───── STORED ROWS

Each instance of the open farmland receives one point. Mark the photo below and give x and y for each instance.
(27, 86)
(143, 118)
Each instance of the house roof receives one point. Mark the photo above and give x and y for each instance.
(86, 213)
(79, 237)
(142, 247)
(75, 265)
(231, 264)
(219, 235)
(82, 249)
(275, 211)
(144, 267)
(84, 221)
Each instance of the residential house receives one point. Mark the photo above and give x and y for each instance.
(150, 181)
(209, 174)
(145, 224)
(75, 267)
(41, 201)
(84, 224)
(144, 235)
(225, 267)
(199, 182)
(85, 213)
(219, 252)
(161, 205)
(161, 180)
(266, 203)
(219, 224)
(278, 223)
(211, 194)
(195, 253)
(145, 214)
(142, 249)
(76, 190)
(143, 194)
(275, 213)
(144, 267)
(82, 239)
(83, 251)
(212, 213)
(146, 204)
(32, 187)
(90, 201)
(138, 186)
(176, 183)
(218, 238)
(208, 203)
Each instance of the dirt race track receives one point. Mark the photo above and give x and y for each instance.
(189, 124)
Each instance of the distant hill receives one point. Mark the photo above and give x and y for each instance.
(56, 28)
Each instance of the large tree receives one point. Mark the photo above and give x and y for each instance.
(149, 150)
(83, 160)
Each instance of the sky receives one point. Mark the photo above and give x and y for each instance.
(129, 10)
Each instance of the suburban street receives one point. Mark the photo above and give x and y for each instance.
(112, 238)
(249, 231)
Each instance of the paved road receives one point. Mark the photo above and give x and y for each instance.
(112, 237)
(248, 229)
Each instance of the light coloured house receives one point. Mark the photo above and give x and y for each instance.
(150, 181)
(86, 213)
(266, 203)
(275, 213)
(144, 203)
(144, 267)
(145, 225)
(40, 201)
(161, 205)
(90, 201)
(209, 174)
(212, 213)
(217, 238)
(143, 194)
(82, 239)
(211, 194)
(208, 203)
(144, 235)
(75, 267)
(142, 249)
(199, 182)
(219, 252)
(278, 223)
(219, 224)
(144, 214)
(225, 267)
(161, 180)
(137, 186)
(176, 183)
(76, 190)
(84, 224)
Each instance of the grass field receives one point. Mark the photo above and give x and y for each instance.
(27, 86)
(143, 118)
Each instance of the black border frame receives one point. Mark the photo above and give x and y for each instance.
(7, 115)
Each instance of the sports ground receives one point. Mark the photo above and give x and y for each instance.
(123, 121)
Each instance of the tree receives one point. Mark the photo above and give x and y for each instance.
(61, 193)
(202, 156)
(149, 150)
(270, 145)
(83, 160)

──────────

THE EXERCISE ->
Could you give the part of the records that opens with the line containing "Each instance of the black" and runs through to the end as a numbered list, leaving out blank lines?

WRITTEN RESPONSE ->
1. Each instance of the black border frame receives one point. Mark the photo above and give x and y for each instance.
2. (7, 115)
3. Each instance of the sports ground receives one point. Mark the photo above and give x and y for each instance.
4. (123, 121)
5. Each instance of the tree receives one point. Mark the photo above and give x and y for each instance.
6. (61, 193)
7. (202, 156)
8. (149, 150)
9. (270, 145)
10. (83, 160)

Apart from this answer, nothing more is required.